** Start **
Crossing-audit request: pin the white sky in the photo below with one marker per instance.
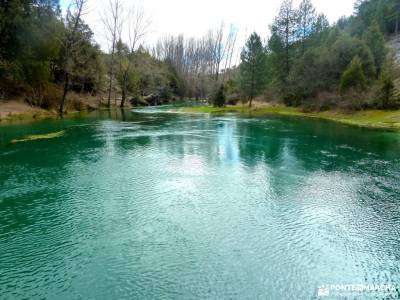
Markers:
(195, 17)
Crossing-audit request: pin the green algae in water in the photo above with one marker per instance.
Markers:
(51, 135)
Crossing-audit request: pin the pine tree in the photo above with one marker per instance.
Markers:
(252, 68)
(376, 42)
(284, 27)
(353, 76)
(219, 99)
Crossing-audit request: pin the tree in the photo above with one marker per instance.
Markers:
(71, 42)
(306, 22)
(353, 76)
(138, 26)
(112, 25)
(284, 28)
(376, 42)
(252, 67)
(219, 98)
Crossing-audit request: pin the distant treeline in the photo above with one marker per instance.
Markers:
(45, 55)
(310, 63)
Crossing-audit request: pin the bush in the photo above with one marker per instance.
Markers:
(219, 98)
(353, 77)
(386, 95)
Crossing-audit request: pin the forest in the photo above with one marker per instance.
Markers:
(50, 59)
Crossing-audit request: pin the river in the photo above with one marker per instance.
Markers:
(151, 204)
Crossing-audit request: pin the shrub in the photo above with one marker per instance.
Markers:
(353, 77)
(219, 98)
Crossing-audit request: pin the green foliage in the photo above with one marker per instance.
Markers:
(353, 77)
(346, 48)
(252, 68)
(376, 42)
(219, 98)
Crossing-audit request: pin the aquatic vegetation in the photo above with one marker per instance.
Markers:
(35, 137)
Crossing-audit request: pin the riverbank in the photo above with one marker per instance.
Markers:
(366, 118)
(17, 110)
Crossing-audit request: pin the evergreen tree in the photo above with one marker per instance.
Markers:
(219, 98)
(353, 77)
(284, 28)
(306, 21)
(252, 68)
(376, 42)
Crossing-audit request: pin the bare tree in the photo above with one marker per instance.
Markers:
(113, 26)
(138, 27)
(73, 19)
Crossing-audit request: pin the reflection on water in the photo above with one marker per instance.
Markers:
(150, 204)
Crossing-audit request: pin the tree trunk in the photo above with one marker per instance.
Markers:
(124, 90)
(66, 83)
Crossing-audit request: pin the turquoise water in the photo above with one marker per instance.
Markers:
(156, 205)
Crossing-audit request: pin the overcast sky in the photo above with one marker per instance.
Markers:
(195, 17)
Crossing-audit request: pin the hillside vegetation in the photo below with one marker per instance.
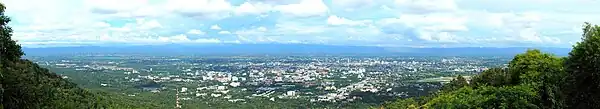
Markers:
(533, 80)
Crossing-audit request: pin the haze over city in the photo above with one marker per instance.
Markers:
(295, 54)
(397, 23)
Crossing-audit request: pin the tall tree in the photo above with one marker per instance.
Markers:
(491, 77)
(456, 83)
(583, 67)
(9, 50)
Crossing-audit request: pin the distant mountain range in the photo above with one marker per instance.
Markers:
(284, 49)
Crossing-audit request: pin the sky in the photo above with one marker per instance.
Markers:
(393, 23)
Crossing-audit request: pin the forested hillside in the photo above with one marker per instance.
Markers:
(533, 80)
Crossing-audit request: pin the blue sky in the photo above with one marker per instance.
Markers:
(402, 23)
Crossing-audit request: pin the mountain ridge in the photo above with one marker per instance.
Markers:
(286, 49)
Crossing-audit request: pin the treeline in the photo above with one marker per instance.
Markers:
(533, 80)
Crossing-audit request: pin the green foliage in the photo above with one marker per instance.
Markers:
(9, 49)
(456, 83)
(403, 104)
(531, 65)
(532, 80)
(26, 85)
(510, 97)
(583, 70)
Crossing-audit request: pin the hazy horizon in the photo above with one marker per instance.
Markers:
(405, 23)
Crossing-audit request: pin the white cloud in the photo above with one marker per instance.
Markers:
(145, 25)
(261, 29)
(114, 6)
(426, 6)
(224, 32)
(215, 9)
(215, 27)
(196, 32)
(252, 9)
(351, 5)
(335, 20)
(306, 8)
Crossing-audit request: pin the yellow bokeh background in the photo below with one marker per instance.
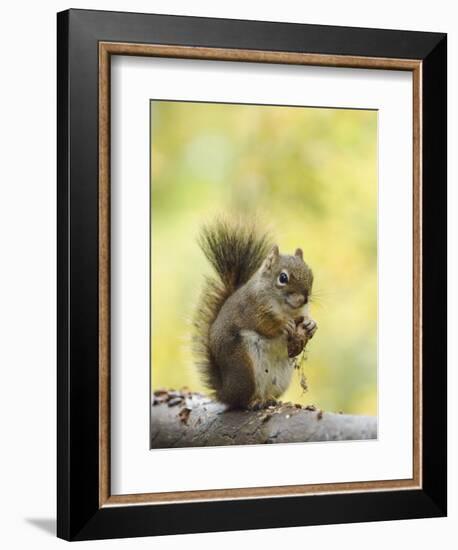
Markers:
(309, 176)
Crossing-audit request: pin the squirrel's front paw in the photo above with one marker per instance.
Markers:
(290, 328)
(310, 327)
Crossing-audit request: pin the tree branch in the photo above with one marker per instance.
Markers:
(185, 419)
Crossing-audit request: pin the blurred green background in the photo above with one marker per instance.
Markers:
(309, 175)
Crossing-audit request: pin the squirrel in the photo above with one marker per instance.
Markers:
(252, 319)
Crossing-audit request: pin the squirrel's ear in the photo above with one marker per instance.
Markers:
(271, 259)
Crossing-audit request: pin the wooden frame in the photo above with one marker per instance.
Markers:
(84, 350)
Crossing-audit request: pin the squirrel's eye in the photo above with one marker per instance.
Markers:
(283, 278)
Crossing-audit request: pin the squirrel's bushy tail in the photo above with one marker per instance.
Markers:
(235, 251)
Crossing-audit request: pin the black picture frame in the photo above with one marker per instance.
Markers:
(79, 514)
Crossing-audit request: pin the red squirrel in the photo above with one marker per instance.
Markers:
(252, 319)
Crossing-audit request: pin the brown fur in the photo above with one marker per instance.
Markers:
(247, 297)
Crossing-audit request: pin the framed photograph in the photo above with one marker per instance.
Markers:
(251, 274)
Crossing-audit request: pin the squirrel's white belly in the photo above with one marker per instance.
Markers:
(272, 366)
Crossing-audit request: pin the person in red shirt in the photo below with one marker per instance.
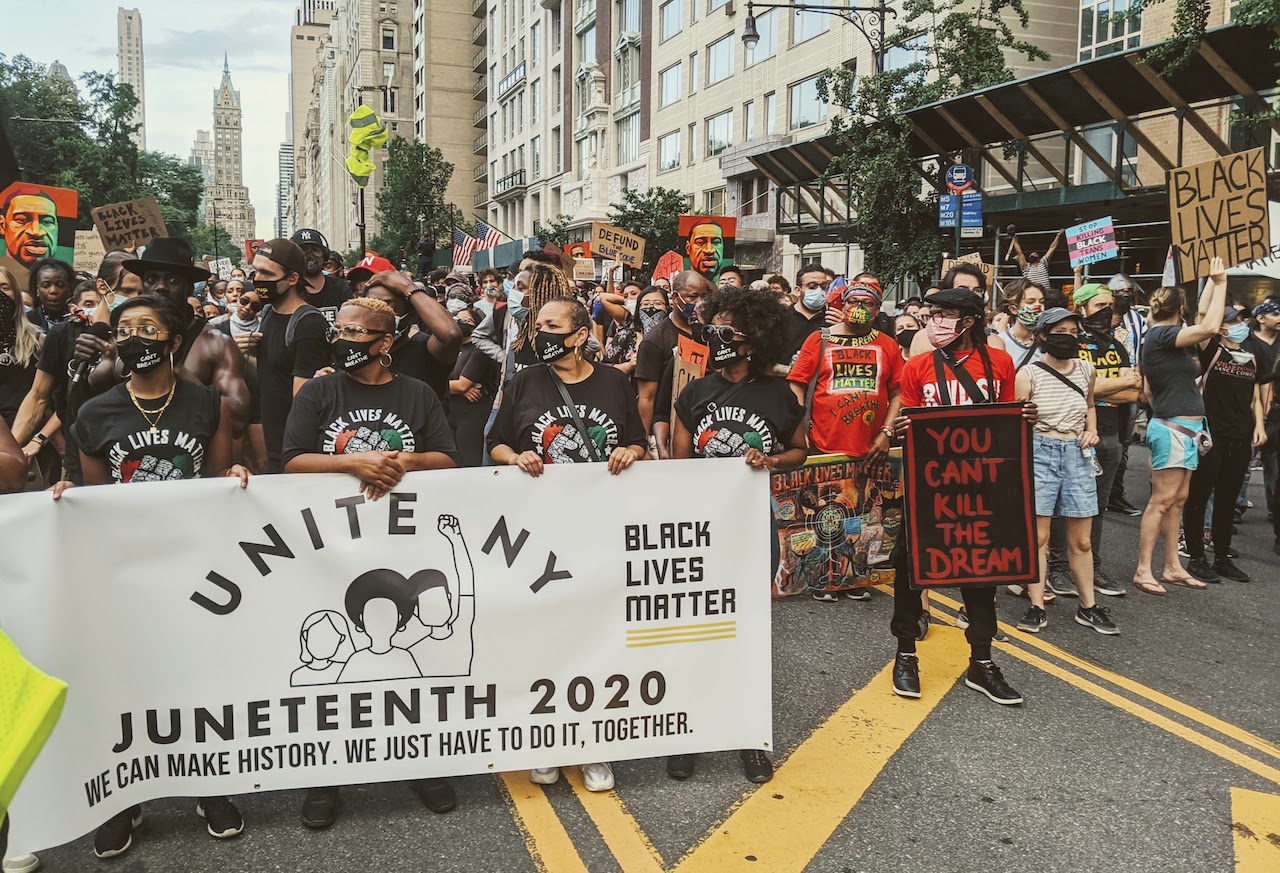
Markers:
(956, 330)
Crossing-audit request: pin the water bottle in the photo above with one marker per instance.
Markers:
(1091, 456)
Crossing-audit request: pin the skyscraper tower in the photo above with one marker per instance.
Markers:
(128, 60)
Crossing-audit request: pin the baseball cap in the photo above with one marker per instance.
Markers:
(286, 254)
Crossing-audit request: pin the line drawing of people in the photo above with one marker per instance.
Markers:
(325, 647)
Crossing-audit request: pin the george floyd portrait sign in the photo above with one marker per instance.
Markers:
(708, 241)
(969, 488)
(438, 631)
(36, 222)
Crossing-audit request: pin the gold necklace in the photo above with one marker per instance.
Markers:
(159, 412)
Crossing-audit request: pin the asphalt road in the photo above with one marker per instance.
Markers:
(1123, 758)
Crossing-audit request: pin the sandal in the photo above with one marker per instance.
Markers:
(1150, 588)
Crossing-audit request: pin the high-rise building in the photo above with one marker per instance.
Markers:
(128, 62)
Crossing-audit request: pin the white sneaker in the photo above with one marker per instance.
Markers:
(598, 777)
(22, 864)
(544, 776)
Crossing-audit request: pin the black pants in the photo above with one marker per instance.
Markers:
(1220, 472)
(979, 606)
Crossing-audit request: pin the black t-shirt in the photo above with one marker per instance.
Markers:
(726, 417)
(337, 415)
(112, 428)
(534, 417)
(1229, 385)
(277, 366)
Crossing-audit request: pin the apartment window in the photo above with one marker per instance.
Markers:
(720, 132)
(670, 17)
(767, 26)
(720, 59)
(807, 109)
(668, 151)
(808, 24)
(629, 138)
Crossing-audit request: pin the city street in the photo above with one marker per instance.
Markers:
(1152, 750)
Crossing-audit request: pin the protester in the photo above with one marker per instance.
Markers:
(1061, 388)
(1176, 426)
(129, 434)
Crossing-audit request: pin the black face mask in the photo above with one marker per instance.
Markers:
(138, 355)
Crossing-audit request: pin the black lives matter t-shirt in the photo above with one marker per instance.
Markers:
(110, 428)
(338, 415)
(533, 416)
(727, 419)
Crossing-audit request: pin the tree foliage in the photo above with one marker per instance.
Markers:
(653, 214)
(964, 48)
(411, 201)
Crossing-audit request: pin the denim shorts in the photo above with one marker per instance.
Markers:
(1171, 449)
(1064, 480)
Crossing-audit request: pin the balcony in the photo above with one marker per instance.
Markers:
(511, 81)
(510, 186)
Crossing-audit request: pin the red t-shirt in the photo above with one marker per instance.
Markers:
(920, 380)
(855, 379)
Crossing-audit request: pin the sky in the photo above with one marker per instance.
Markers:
(183, 44)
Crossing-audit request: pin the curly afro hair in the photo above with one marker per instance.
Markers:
(760, 316)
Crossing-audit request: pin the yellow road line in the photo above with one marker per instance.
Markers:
(1256, 831)
(786, 822)
(620, 830)
(545, 837)
(1138, 689)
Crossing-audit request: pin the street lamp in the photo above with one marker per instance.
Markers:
(869, 22)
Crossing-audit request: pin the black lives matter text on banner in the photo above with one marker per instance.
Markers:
(337, 641)
(1219, 209)
(969, 496)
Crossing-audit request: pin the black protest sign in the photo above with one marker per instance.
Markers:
(969, 496)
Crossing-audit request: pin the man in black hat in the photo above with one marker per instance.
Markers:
(325, 292)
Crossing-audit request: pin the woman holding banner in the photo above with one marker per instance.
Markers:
(741, 410)
(155, 426)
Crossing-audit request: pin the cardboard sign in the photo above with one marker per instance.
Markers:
(129, 224)
(88, 251)
(36, 222)
(1092, 242)
(617, 243)
(1219, 209)
(839, 519)
(969, 483)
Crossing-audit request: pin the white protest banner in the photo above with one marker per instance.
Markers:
(456, 626)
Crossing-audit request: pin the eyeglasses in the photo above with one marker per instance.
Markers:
(352, 333)
(145, 330)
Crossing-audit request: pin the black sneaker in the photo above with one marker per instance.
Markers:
(680, 767)
(1201, 570)
(906, 675)
(1104, 584)
(320, 808)
(1097, 618)
(1226, 568)
(1034, 621)
(220, 816)
(963, 624)
(435, 795)
(757, 766)
(115, 837)
(986, 677)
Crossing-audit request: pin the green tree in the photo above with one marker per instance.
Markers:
(967, 49)
(653, 214)
(411, 201)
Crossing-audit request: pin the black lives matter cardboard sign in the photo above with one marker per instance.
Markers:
(969, 496)
(1219, 209)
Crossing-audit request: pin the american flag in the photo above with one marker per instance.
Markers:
(464, 247)
(488, 236)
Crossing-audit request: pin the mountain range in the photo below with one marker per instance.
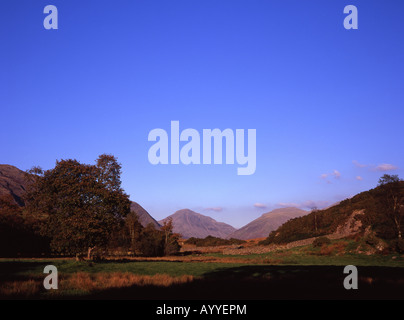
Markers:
(186, 222)
(268, 222)
(191, 224)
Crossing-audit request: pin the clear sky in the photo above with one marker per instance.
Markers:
(327, 103)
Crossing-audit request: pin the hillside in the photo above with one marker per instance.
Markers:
(144, 217)
(191, 224)
(12, 182)
(268, 222)
(367, 212)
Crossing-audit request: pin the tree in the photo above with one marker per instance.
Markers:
(80, 205)
(393, 200)
(171, 245)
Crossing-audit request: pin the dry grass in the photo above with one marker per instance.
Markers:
(25, 288)
(89, 283)
(337, 248)
(101, 281)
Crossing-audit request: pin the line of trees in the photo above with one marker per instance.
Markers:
(384, 214)
(76, 209)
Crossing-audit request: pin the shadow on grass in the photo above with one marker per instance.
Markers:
(273, 282)
(255, 282)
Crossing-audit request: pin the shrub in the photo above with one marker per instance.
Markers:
(321, 241)
(398, 245)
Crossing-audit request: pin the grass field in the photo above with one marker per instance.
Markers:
(299, 273)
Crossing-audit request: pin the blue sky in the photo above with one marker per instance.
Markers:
(327, 103)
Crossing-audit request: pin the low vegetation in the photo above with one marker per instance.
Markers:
(383, 208)
(213, 241)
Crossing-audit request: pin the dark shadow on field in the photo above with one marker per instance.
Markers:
(12, 269)
(273, 282)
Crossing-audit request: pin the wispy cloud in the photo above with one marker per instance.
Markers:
(385, 167)
(359, 165)
(336, 174)
(308, 204)
(380, 167)
(215, 209)
(260, 205)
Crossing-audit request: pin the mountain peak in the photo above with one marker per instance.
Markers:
(189, 224)
(269, 221)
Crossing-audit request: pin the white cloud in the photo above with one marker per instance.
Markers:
(336, 174)
(380, 167)
(260, 205)
(359, 165)
(216, 209)
(385, 167)
(308, 204)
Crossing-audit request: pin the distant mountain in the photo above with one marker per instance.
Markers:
(363, 214)
(268, 222)
(12, 181)
(191, 224)
(144, 217)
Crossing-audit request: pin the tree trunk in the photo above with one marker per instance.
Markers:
(89, 252)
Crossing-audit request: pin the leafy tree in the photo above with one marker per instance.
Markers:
(17, 233)
(80, 205)
(171, 245)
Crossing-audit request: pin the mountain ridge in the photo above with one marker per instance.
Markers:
(189, 224)
(266, 223)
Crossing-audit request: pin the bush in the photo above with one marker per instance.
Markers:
(321, 241)
(398, 245)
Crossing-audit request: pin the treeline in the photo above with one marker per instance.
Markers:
(78, 209)
(383, 207)
(211, 241)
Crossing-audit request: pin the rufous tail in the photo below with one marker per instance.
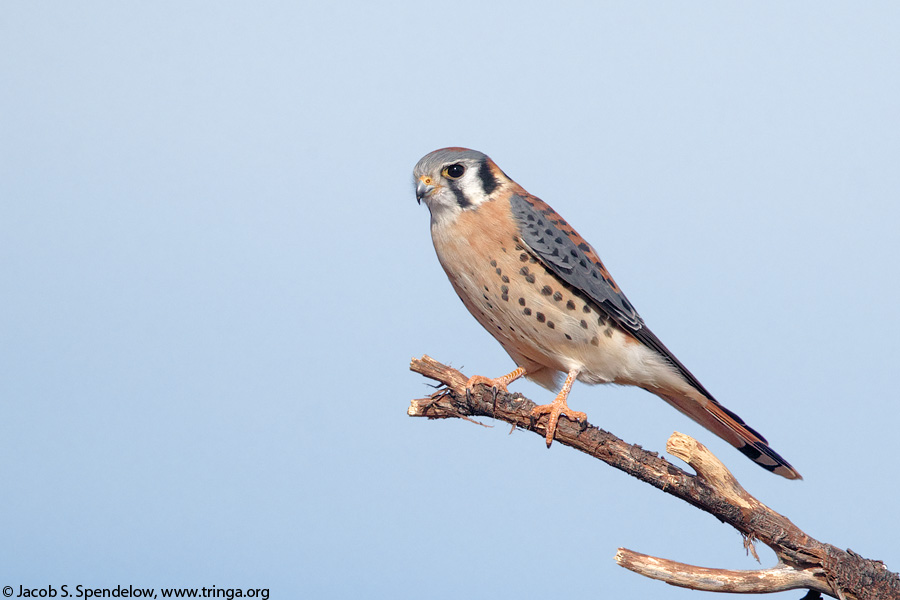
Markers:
(731, 428)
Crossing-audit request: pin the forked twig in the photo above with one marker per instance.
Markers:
(803, 562)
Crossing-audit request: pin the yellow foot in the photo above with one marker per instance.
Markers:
(498, 384)
(559, 407)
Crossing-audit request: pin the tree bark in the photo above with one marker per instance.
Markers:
(803, 562)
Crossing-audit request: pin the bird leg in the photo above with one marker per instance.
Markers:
(559, 407)
(498, 384)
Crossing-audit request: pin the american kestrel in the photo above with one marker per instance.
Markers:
(540, 289)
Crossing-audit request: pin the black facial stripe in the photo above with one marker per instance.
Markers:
(488, 181)
(460, 196)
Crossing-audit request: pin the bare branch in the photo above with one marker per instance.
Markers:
(763, 581)
(804, 563)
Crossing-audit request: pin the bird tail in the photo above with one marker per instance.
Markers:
(731, 428)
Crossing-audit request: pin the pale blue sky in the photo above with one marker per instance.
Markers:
(214, 273)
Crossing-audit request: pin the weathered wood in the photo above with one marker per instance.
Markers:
(804, 563)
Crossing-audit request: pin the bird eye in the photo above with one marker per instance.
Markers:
(454, 171)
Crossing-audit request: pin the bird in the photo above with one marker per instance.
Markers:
(543, 293)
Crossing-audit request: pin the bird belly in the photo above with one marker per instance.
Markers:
(546, 326)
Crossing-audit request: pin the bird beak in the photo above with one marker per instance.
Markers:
(423, 189)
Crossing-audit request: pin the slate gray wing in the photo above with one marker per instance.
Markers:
(559, 248)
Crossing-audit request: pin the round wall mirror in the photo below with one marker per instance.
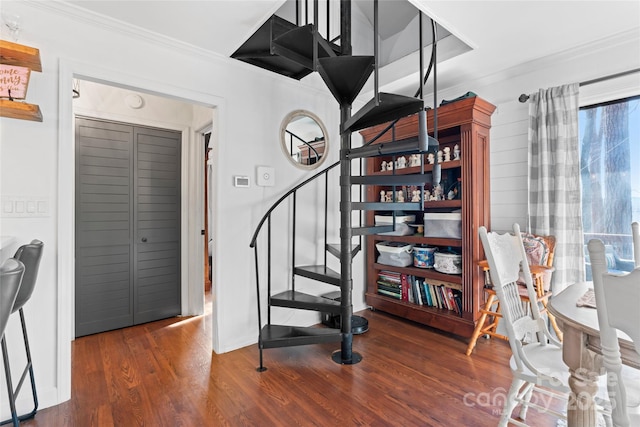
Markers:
(303, 138)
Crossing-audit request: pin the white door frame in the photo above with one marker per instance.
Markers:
(192, 185)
** End **
Task objective = Can you reproduce, word for word, the part of the material that opens with the line containing "Crossing-audit request: pin the weathered" and runs through the end of the material, including both ends, with any picture left out of your answer?

Solution for this task =
Crossing-audit request: pin the weathered wood in the photo above with one marker per instance.
Markers:
(804, 563)
Crossing-audit request: pin the bird eye in the photo above with one marker per instance.
Markers:
(454, 171)
Crossing-audit request: pin the bird in the photo above with one marker per instance.
Markers:
(543, 293)
Crossing-audit request: pin the bird belly in the photo above with one marker per instance.
Markers:
(546, 326)
Crossing-audit request: pin the bird beak in the photo above with one marker per instance.
Markers:
(423, 189)
Crossing-audit request: pin the slate gray wing in the photo above with one marker per instance.
Markers:
(559, 248)
Crossing-audit request: pin the round wall mirror in the photo below with one marker per instance.
Markers:
(303, 138)
Crossing-audit request: pin the white door frame in the photo above with one marker per instance.
Markers:
(192, 185)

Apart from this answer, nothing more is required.